Text to read

────

I've always been fascinated with fixing things, and I have a pretty good track record with electronics repairs. The newest stuff though, the components are so tiny you need a microscope to even see what you are doing along with specialized tools to micro-solder components, its going beyond my skills.

Well, I had a high end gaming laptop die a couple years ago. It suddenly wouldn't accept power or charge the battery. I looked into replacement motherboards but they were and still are, way over priced to consider fixing. Fast forward to today, with the super-conductor shortage, prices are sky rocketing on things like high end video cards and gaming related items. It suddenly became feasible to consider getting it repaired.

About 2 weeks ago, I ran across a random youtube video of a guy fixing a very similar model number laptop as I had. He found and fixed the issue so fast I was blown away. I looked at a few more of his videos, and he fixes these Asus ROG ("republic of gamers") laptops almost daily, and they all suffer from a very similar problem.

────

Answer these questions from the laptop repair post above.
1. What two things did the gaming laptop suddenly stop doing?
2. What part was too overpriced to make fixing the laptop worth considering?
3. What does "ROG" stand for?

────

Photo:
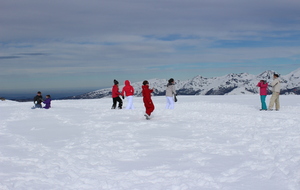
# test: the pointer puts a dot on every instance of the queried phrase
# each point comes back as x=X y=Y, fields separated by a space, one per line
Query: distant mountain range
x=231 y=84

────

In response
1. It stopped accepting power and stopped charging the battery.
2. Replacement motherboards.
3. Republic of gamers.